WHAT THE TASK REQUIRES: Only the lines from the one that contains "Mark one point per instance of the roof" through the last line of the records should appear, each printed exactly as it is.

[[ RECORDS FOR THE TASK open ]]

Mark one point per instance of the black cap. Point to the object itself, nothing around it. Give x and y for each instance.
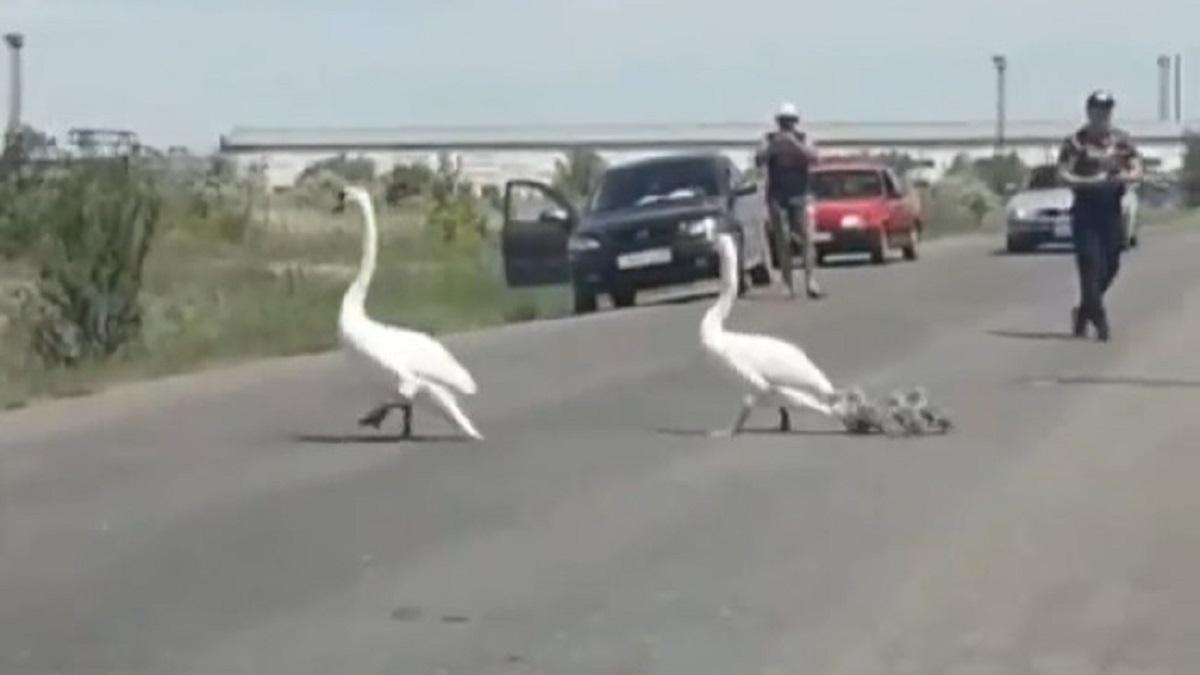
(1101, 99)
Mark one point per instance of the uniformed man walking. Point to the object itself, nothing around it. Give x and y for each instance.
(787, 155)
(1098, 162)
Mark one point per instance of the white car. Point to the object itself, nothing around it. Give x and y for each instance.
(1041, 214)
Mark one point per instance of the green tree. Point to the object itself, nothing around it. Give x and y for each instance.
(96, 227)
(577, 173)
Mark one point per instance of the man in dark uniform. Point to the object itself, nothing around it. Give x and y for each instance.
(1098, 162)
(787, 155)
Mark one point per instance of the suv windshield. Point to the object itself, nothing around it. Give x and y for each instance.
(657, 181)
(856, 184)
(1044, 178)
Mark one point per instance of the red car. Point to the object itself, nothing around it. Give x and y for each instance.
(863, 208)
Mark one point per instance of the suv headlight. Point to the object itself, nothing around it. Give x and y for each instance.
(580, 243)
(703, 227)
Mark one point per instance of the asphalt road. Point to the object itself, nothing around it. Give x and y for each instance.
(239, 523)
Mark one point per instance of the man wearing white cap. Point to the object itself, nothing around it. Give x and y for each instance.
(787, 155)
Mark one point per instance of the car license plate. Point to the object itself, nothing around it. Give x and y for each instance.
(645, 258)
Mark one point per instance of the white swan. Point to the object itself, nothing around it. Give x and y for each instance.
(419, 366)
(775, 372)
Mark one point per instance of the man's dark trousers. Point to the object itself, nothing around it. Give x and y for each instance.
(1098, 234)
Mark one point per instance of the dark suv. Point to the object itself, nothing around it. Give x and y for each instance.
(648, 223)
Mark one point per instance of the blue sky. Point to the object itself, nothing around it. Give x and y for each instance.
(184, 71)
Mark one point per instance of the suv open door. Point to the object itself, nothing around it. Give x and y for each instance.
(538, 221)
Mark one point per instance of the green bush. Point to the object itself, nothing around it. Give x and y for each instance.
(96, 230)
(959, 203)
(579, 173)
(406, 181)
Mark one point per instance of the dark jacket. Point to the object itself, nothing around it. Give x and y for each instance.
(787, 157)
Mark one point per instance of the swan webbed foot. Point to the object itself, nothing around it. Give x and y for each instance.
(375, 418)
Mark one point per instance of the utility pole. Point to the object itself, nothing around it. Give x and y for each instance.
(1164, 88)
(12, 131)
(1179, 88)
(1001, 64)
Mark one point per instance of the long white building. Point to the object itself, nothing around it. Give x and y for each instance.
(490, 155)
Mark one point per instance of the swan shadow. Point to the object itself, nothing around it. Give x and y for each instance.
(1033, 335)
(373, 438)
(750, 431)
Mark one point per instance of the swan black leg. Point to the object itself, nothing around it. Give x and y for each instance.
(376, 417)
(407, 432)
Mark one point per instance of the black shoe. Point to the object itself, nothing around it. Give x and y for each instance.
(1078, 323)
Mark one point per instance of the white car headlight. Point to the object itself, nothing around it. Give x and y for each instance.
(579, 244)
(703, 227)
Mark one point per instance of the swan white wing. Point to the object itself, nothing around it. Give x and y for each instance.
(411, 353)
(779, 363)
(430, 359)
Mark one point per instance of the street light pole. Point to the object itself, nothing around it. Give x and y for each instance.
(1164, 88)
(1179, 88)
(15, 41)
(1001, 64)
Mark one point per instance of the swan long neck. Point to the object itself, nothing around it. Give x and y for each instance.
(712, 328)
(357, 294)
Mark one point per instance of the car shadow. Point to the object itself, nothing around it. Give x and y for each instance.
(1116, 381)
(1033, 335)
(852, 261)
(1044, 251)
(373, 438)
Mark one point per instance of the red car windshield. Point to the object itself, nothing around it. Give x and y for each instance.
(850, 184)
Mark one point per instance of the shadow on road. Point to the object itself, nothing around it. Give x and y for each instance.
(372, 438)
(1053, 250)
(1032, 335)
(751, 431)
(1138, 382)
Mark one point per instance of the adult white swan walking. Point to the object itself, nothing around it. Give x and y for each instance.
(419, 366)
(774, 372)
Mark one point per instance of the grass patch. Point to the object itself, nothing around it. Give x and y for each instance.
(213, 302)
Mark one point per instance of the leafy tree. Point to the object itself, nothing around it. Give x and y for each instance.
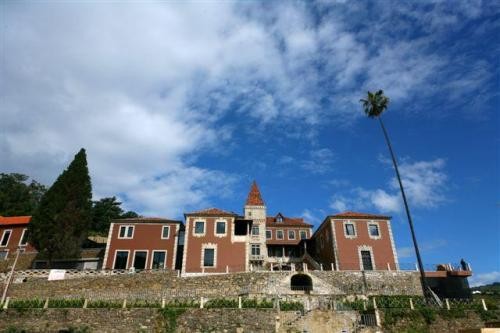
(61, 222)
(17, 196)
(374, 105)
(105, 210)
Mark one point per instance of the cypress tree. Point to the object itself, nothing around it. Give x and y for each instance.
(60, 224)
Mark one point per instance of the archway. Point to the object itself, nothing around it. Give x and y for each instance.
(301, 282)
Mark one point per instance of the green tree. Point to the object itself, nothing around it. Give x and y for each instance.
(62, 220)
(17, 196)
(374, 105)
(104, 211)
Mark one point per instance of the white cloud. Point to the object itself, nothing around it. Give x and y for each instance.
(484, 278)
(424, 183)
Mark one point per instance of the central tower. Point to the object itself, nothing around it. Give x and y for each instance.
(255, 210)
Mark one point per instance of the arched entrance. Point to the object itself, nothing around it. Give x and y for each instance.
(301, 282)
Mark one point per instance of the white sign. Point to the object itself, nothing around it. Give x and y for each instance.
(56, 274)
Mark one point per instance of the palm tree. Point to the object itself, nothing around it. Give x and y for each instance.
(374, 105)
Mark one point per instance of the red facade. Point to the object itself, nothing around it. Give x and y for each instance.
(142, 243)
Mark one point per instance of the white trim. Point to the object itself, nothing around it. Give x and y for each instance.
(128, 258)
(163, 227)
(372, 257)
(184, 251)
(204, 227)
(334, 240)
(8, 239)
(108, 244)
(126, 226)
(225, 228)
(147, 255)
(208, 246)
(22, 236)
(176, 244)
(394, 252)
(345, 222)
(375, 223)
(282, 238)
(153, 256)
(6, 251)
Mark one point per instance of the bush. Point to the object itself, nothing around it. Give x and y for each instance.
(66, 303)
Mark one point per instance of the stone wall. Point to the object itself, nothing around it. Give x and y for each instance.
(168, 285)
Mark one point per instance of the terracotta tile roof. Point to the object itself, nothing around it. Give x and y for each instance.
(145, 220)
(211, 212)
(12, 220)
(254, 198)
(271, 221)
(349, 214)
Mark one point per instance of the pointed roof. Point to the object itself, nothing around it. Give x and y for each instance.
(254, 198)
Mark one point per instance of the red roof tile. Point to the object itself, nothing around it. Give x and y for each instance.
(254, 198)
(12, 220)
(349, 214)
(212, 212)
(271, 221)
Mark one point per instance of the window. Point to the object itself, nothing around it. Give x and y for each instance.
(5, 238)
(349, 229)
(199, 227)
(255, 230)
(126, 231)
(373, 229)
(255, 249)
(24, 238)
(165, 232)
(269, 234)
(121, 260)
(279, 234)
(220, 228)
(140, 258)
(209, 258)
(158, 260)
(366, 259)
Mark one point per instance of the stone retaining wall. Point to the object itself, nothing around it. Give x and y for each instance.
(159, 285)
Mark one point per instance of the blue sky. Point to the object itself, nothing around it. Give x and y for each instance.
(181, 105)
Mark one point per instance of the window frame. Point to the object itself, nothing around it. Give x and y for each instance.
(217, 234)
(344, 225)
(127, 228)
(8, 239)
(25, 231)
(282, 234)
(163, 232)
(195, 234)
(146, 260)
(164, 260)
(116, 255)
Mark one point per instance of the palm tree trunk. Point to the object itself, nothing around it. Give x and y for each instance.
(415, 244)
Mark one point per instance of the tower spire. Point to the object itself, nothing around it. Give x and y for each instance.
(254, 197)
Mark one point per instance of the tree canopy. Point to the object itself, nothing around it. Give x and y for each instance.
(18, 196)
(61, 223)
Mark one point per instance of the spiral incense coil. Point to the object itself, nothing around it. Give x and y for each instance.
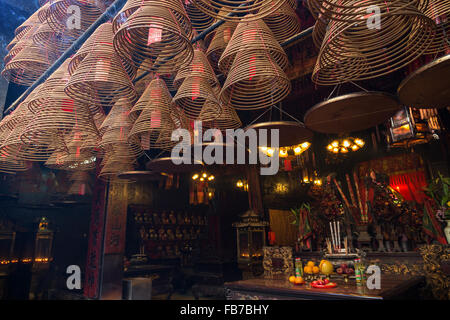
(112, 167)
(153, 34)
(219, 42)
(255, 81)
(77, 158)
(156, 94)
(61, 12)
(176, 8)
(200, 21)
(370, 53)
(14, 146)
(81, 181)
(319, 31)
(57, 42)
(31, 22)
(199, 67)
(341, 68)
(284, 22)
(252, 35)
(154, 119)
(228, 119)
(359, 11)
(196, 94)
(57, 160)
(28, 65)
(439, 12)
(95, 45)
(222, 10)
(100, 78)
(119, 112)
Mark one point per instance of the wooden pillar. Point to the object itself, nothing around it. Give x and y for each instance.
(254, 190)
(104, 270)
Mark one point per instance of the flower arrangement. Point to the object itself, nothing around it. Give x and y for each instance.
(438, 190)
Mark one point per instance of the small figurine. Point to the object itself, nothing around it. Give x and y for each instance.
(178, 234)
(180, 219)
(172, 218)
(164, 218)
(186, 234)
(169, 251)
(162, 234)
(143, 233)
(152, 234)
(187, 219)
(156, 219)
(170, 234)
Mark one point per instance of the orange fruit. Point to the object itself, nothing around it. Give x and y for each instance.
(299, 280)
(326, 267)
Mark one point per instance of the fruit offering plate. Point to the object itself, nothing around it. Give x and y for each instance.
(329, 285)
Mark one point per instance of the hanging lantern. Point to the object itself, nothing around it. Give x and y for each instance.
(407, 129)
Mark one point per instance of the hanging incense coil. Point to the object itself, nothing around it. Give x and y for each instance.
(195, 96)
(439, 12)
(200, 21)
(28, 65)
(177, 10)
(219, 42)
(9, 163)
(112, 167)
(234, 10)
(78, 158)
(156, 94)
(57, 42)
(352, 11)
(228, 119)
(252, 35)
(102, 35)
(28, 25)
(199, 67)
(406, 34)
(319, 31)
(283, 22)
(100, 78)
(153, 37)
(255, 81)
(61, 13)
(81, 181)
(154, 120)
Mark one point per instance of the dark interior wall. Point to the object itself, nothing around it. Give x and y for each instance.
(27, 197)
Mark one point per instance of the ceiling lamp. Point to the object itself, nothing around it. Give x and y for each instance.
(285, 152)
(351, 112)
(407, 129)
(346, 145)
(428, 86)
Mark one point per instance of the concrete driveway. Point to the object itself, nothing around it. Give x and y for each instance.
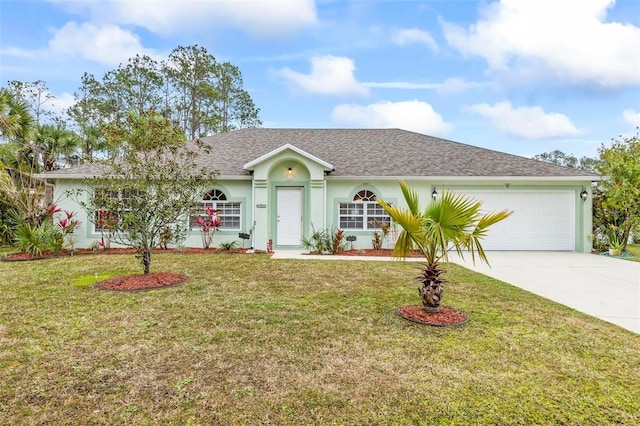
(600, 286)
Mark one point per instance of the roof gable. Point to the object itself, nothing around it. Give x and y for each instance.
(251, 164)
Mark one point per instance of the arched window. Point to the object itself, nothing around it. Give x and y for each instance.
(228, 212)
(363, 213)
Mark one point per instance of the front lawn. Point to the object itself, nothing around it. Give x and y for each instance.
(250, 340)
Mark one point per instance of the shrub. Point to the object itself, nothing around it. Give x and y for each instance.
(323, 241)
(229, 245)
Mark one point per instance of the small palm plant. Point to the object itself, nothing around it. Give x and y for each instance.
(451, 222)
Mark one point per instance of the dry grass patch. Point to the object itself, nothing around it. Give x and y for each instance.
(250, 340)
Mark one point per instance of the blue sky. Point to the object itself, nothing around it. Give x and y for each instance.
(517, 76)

[[ RECORDS FOR THE TASK closed ]]

ANSWER TO THIS EXERCISE:
Mark one point per instance of the roof gable. Point to the object itself, nothing around it. Give x and y for each instance.
(251, 164)
Mark one point per instance of the arched window. Point to the object itself, nothing around it. Give x and y for each instance.
(228, 212)
(363, 213)
Mark one point per instance of the front lawn. Point to the object itself, nothing around it. Give x and y for each instance.
(250, 340)
Mark one point per instance of the shrub. Point to the object itself, nothing around it. Give x and y for each instance.
(323, 241)
(229, 245)
Mark one point per instance of the small palm plant. Point to the object itself, nothing around it. Give x and y for each instance.
(451, 222)
Mark one point per instance of the dry grass patch. Point to the object itself, nothing around it. Give x and y for each instance.
(250, 340)
Mark one point per instance of the blue sky. Point to the object itself, nothing around it. Give x and y for each instance.
(517, 76)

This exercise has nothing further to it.